- **EXTRAIT DU TEXTE**
.....

Dans ce contexte, la technique d’ostéosynthèse biologique paraît la mieux adaptée. Le principe repose sur un respect de la vascularisation osseuse et en particulier du cal fracturaire.
L’ouverture chirurgicale est limitée au maximum afin de ne pas majorer le traumatisme vasculaire dû à la fracture en y ajoutant le délabrement dû à la dissection. Cela permet d’espérer une cicatrisation osseuse plus rapide.
Limiter la longueur des plaies facilite également les soins post-opératoires.
L’association d’un clou centro-médullaire et d’une plaque est choisie afin d’augmenter la rigidité du montage.
Réalisation pratique
Des radiographies du membre opposé sont réalisées afin de faciliter le modelage de la plaque. Le membre est tondu et préparé de manière aseptique (photo 4), le drappage au bloc est classique.

.....

- **PROBLÈMES À RÉSOUDRE**
• A. Répondez d'après le passage sur l'ostéosynthèse biologique :
(i) Sur quoi repose le principe de cette technique ?
(ii) Dans quel but associe-t-on un clou centro-médullaire et une plaque ?
(iii) À quoi servent les radiographies du membre opposé ?
• B. Réécrivez le passage sur l'ostéosynthèse biologique, de « Dans ce contexte, la » jusqu'à « du cal fracturaire. », en remplaçant « ostéosynthèse biologique » par « ostéosynthèse mini-invasive ».
• C. Poursuivez le passage sur l'ostéosynthèse biologique après sa dernière phrase.
La liste ci-après constitue un matériau distinct du passage sur l'ostéosynthèse biologique.

.....

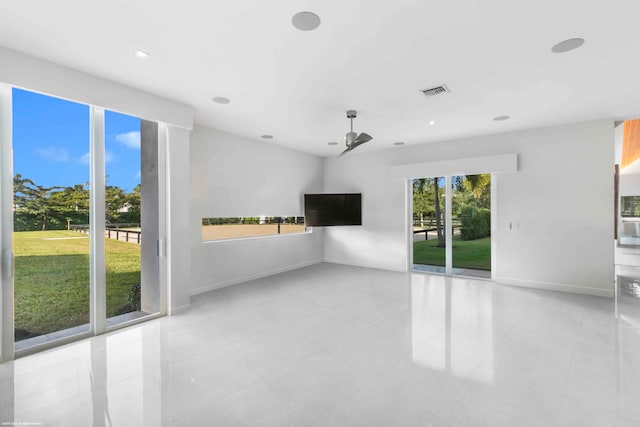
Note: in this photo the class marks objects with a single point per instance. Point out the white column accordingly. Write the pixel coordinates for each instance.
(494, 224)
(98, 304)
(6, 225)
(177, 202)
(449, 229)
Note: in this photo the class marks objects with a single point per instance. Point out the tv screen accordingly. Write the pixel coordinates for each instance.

.....

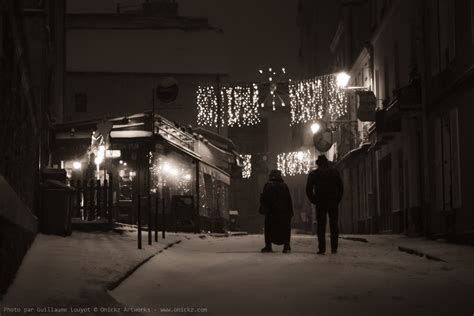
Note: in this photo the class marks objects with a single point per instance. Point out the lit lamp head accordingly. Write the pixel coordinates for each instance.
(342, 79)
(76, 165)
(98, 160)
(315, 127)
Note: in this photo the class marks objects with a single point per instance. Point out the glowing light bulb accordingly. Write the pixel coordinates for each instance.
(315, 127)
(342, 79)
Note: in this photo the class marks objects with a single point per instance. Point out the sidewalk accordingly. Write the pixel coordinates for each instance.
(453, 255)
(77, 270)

.....

- **CORRIGÉ DES EXERCICES**
• A.
(i) Sur un respect de la vascularisation osseuse, en particulier du cal fracturaire.
(ii) Pour augmenter la rigidité du montage.
(iii) À faciliter le modelage de la plaque.

• B.
Dans ce contexte, la technique d’ostéosynthèse mini-invasive paraît la mieux adaptée. Le principe repose sur un respect de la vascularisation osseuse et en particulier du cal fracturaire.

• C.
Photo 4 : Anesthésie et préparation aseptique du membre
Deux ouvertures de 1 cm sont réalisées en regard des épiphyses proximale et distale du tibia. Puis une troisième ouverture de 1 cm en regard de la fracture permet d’améliorer la réduction en octroyant une vision restreinte mais suffisante des abouts osseux.
Cette troisième ouverture aurait pu ne pas être pratiquée, évitant une dévascularisation, même minime, de la zone dans laquelle s’installera le cal. Mais le caractère ouvert de la fracture nous a fait préférer la possibilité de réaliser un rinçage de la zone contaminée.
La plaque est pré-modelée et apposée sur le membre (photo 5) pour confirmer que sa longueur est satisfaisante et que les ouvertures cutanées distales sont bien en regard des extrémités de l’implant. Sa taille est choisie de manière à ce qu’elle recouvre au moins 75 % de la largeur du tibia, ce qui correspond dans notre cas à un implant pour vis de 2,7 mm. Le risque d’avoir un modelage approximatif nous fait privilégier une plaque dans laquelle les têtes de vis peuvent être verrouillées (plaque LCP – synthés).
Elle est ensuite introduite par l’ouverture distale et tunnélisée sous la peau jusqu’a ce qu’elle ressorte par l’ouverture proximale (photo 6).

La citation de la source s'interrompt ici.